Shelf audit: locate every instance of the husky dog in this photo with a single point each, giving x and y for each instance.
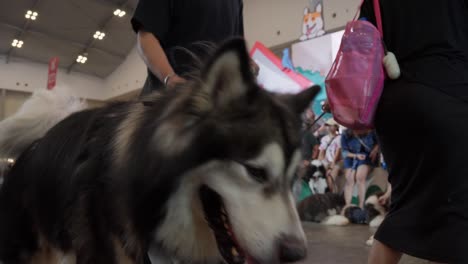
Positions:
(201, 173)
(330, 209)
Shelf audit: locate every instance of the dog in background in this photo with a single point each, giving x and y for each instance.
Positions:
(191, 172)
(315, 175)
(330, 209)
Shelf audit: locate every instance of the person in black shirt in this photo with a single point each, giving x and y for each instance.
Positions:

--

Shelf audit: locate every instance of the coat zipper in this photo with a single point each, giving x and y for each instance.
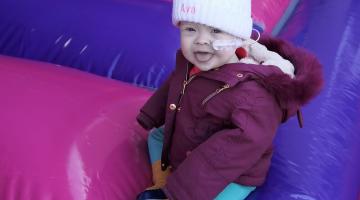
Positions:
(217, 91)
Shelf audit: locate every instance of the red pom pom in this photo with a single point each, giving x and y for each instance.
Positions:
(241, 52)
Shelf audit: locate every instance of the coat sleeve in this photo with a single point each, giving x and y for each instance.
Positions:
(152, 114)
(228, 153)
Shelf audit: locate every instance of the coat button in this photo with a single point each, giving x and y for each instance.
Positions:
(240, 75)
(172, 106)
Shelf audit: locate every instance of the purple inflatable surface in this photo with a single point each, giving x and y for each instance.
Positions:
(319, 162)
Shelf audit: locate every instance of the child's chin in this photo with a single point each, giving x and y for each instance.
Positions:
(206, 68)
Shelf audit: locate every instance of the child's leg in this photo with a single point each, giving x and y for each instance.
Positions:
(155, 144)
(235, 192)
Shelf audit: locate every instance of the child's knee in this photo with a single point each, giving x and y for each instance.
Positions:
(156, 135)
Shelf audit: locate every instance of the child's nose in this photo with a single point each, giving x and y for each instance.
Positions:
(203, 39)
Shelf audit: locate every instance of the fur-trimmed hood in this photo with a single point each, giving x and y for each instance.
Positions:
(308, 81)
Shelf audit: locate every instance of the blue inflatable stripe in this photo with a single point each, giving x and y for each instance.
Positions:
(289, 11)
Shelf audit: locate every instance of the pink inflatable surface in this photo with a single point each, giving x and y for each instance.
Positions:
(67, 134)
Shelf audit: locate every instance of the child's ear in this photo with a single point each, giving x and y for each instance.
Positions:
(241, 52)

* * *

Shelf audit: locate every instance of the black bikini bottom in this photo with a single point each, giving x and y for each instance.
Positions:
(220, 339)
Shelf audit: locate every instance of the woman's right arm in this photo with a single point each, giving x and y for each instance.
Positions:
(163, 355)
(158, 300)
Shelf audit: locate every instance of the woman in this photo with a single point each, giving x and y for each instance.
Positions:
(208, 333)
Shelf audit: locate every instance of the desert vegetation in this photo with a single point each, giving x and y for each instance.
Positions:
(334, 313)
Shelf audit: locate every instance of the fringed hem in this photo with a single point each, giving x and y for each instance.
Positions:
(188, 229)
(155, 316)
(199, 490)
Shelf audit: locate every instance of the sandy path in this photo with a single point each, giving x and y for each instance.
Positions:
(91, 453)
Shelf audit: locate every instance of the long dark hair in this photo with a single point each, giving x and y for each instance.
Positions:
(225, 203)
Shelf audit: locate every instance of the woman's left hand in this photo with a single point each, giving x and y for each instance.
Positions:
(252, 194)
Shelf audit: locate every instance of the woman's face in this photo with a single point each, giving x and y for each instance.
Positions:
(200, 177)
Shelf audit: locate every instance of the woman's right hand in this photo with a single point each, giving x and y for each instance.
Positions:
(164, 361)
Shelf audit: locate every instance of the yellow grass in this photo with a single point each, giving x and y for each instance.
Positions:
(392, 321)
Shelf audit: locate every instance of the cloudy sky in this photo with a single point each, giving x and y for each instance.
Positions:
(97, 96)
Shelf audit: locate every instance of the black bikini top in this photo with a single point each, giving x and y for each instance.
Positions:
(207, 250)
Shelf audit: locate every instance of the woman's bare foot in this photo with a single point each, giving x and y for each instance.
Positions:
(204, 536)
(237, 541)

ASSIGNMENT: Each line of the entries holding the string "right" should be found and copied.

RESPONSE FOR THIS EXERCISE:
Shelf audit: locate every instance of the woman's right arm in this photo with a single point each, giving x and y for each instance.
Shelf audit: locate every instance of the woman's right hand in this photo with a single point each, giving x and y for each instance.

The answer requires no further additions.